TASK GOAL ->
From the line with "In this exercise you will identify every instance of the chair" through the final line, please write out the listing exactly, including both of those lines.
:::::
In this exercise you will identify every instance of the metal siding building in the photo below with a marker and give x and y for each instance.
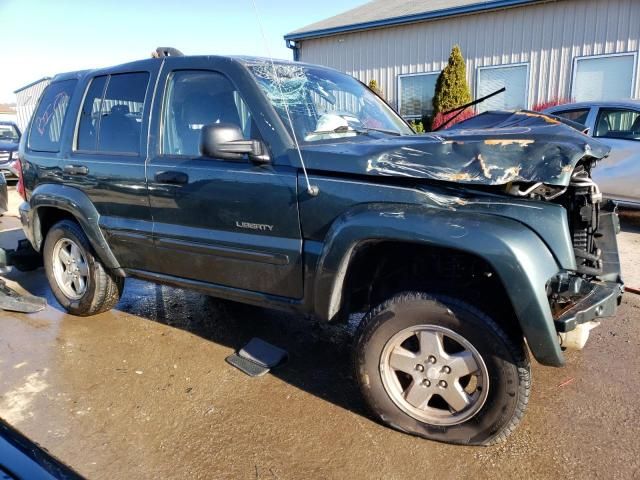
(547, 40)
(26, 100)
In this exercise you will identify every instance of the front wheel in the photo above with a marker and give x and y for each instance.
(79, 281)
(441, 369)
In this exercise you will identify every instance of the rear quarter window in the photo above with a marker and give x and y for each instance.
(46, 126)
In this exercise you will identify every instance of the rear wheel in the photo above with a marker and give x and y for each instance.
(79, 281)
(441, 369)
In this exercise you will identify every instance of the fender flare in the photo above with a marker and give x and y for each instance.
(518, 255)
(78, 204)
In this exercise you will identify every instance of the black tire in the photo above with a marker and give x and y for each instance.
(103, 288)
(505, 358)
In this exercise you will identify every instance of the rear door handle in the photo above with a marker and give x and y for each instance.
(75, 169)
(173, 178)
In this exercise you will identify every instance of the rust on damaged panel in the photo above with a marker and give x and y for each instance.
(512, 147)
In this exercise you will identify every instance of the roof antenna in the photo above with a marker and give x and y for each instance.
(312, 190)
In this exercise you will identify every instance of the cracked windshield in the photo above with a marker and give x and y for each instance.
(324, 104)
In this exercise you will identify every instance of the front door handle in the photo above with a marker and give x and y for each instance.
(173, 178)
(75, 169)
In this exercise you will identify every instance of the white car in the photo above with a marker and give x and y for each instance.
(616, 124)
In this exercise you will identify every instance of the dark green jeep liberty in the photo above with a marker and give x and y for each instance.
(294, 186)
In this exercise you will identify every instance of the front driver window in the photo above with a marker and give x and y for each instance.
(195, 99)
(618, 123)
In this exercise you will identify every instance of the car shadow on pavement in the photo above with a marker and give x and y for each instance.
(319, 360)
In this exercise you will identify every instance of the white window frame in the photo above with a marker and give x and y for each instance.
(574, 68)
(506, 65)
(399, 90)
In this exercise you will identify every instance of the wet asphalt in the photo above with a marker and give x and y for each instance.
(143, 391)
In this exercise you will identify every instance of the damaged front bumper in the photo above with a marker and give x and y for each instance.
(591, 300)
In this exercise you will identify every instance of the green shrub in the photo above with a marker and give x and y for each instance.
(452, 89)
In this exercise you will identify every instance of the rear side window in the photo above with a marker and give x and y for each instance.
(46, 126)
(121, 113)
(111, 115)
(87, 138)
(578, 116)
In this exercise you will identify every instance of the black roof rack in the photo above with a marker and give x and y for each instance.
(162, 52)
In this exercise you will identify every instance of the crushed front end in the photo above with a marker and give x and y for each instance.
(593, 291)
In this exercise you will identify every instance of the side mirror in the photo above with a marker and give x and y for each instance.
(226, 141)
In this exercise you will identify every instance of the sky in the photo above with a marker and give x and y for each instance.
(43, 37)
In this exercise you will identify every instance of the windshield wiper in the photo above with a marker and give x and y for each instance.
(341, 129)
(382, 130)
(357, 131)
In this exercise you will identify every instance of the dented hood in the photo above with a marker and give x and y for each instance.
(500, 148)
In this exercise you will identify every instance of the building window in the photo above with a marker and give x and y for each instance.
(603, 77)
(515, 78)
(416, 94)
(48, 120)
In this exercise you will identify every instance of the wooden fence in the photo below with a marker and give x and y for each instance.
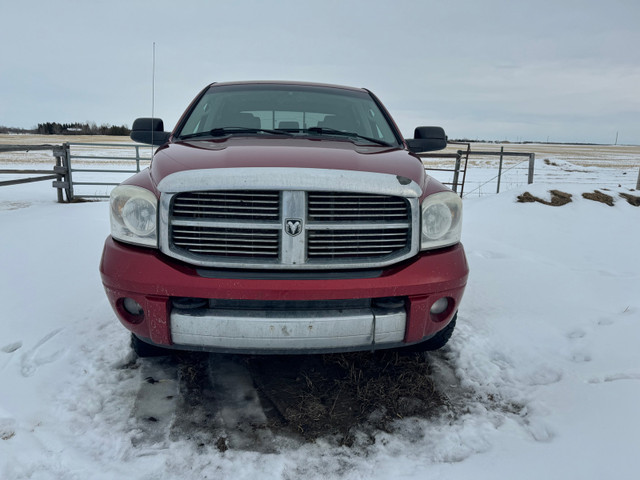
(65, 184)
(63, 171)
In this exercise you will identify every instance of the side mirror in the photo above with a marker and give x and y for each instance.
(149, 131)
(427, 139)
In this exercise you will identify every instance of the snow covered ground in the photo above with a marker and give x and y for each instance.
(545, 353)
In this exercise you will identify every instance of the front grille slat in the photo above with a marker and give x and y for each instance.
(227, 205)
(222, 228)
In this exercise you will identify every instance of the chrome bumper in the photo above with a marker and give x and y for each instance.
(272, 331)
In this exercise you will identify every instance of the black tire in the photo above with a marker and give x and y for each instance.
(436, 342)
(144, 349)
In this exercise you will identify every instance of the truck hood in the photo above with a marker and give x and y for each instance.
(252, 152)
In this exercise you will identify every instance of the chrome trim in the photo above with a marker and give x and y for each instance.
(283, 179)
(266, 330)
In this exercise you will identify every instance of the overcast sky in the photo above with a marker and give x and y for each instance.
(559, 70)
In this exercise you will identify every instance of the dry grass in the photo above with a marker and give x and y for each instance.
(558, 198)
(333, 394)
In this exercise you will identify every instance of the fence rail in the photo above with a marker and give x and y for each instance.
(63, 171)
(67, 178)
(461, 165)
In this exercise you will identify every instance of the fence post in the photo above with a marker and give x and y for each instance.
(532, 159)
(67, 164)
(500, 169)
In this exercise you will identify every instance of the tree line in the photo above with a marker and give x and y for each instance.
(87, 128)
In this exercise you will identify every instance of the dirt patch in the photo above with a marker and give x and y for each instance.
(558, 198)
(318, 395)
(598, 196)
(631, 199)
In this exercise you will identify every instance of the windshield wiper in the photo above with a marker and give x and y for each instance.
(224, 131)
(333, 131)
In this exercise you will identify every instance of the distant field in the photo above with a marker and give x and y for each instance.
(597, 165)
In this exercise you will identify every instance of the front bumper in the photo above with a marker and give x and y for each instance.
(399, 312)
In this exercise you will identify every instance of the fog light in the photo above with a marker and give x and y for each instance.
(440, 306)
(132, 307)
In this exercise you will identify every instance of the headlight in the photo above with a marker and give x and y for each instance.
(441, 220)
(133, 215)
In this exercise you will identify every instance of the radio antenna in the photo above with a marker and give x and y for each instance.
(153, 93)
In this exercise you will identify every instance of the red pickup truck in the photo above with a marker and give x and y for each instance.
(284, 217)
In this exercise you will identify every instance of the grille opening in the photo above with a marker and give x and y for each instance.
(227, 242)
(228, 205)
(330, 244)
(340, 207)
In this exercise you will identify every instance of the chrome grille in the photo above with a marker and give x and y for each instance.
(367, 243)
(236, 205)
(349, 207)
(228, 242)
(290, 229)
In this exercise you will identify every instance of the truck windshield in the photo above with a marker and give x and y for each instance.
(307, 110)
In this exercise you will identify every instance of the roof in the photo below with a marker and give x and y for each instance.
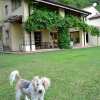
(95, 16)
(66, 7)
(16, 18)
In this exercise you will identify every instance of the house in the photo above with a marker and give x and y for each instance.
(94, 20)
(15, 38)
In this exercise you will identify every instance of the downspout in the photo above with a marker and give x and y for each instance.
(29, 9)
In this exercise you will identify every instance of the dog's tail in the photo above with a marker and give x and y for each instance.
(14, 76)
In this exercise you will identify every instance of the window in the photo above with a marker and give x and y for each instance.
(15, 4)
(6, 9)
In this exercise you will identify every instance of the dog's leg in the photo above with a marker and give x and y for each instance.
(18, 94)
(26, 98)
(41, 98)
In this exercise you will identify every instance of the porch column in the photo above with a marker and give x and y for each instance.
(27, 46)
(82, 39)
(27, 42)
(33, 41)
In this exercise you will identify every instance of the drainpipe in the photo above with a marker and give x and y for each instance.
(29, 9)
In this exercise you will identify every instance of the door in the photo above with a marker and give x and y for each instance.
(54, 39)
(38, 39)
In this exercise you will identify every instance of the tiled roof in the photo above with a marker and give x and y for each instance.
(66, 7)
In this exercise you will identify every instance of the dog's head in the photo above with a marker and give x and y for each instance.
(40, 84)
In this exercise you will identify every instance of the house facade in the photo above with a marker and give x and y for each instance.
(94, 20)
(15, 38)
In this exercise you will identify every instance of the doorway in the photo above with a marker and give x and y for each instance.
(38, 39)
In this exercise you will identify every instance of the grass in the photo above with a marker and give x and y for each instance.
(74, 74)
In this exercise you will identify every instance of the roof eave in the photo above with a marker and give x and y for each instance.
(85, 13)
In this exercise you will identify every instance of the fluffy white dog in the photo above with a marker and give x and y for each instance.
(32, 90)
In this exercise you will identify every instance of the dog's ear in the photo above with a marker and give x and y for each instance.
(35, 79)
(46, 82)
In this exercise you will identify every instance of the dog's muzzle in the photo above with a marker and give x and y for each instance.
(40, 91)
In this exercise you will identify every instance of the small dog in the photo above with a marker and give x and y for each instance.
(32, 90)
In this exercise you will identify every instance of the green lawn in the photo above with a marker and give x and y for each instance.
(74, 74)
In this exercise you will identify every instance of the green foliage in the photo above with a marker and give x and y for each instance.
(80, 3)
(46, 19)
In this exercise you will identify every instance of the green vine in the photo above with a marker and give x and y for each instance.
(46, 19)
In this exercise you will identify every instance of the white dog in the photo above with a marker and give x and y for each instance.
(33, 90)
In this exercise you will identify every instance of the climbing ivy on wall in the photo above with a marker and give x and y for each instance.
(46, 19)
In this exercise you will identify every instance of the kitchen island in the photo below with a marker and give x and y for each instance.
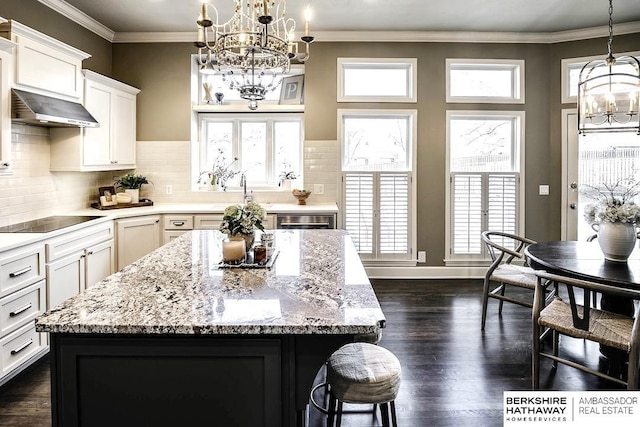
(173, 339)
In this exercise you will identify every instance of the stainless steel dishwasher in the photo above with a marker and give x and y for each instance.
(306, 221)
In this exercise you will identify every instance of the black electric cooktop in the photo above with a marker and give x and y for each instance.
(44, 225)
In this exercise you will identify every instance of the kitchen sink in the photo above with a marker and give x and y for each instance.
(44, 225)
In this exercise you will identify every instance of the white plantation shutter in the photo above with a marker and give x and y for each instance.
(467, 213)
(358, 209)
(502, 201)
(394, 213)
(377, 213)
(482, 201)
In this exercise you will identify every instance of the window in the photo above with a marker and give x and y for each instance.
(360, 80)
(570, 69)
(230, 96)
(264, 145)
(377, 163)
(485, 165)
(485, 80)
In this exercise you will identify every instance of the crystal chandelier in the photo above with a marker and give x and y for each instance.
(253, 49)
(608, 92)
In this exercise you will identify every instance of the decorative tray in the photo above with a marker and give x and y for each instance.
(249, 262)
(143, 202)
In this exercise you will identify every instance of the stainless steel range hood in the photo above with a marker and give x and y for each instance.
(40, 110)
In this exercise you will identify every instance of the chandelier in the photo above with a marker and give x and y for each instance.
(608, 92)
(253, 49)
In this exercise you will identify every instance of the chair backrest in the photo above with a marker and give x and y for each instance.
(580, 315)
(500, 244)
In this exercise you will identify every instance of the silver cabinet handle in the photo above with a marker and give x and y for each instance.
(318, 224)
(14, 313)
(22, 347)
(20, 272)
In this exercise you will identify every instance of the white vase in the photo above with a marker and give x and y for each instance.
(135, 194)
(616, 239)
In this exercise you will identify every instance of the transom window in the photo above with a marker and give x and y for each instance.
(485, 80)
(265, 146)
(377, 80)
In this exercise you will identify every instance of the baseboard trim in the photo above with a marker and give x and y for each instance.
(426, 272)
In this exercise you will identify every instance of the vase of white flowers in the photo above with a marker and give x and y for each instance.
(615, 217)
(221, 172)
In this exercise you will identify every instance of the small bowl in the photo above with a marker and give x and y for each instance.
(301, 195)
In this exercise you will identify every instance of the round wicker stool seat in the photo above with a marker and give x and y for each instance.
:::::
EXERCISE RESULT ->
In this exercise you will identify every instance of the chair backrest in the photo above with a marker and give x and y for each instance.
(580, 315)
(500, 244)
In this exercise you will identify every instance of the silver cabinet handle in the photo above with a marker and give x and y for each instance.
(318, 224)
(14, 313)
(22, 347)
(20, 272)
In this exercise you will identify every instance of the white vase in the photo above with a marker and give x and y for each instance.
(135, 194)
(616, 239)
In this exercise you will identify every instance of the transom window in the photo above with a marker and give x and y for each instance.
(485, 80)
(265, 146)
(377, 80)
In this exercise you will identify every instance of the baseboard trim in the photo above with a marker and give x and y for each instance.
(426, 272)
In this exercise you will identify every instance of the vase of white flowers in the photo above with a marker and give x and y for each instance.
(615, 217)
(221, 172)
In this exercise you will identify every instance of the small bowl in the photo above with a marker and give x and y for each instance.
(301, 195)
In this exercise you will identify every instance of the round wicker stool seat in the photo above with a marker and give x and y for each instance.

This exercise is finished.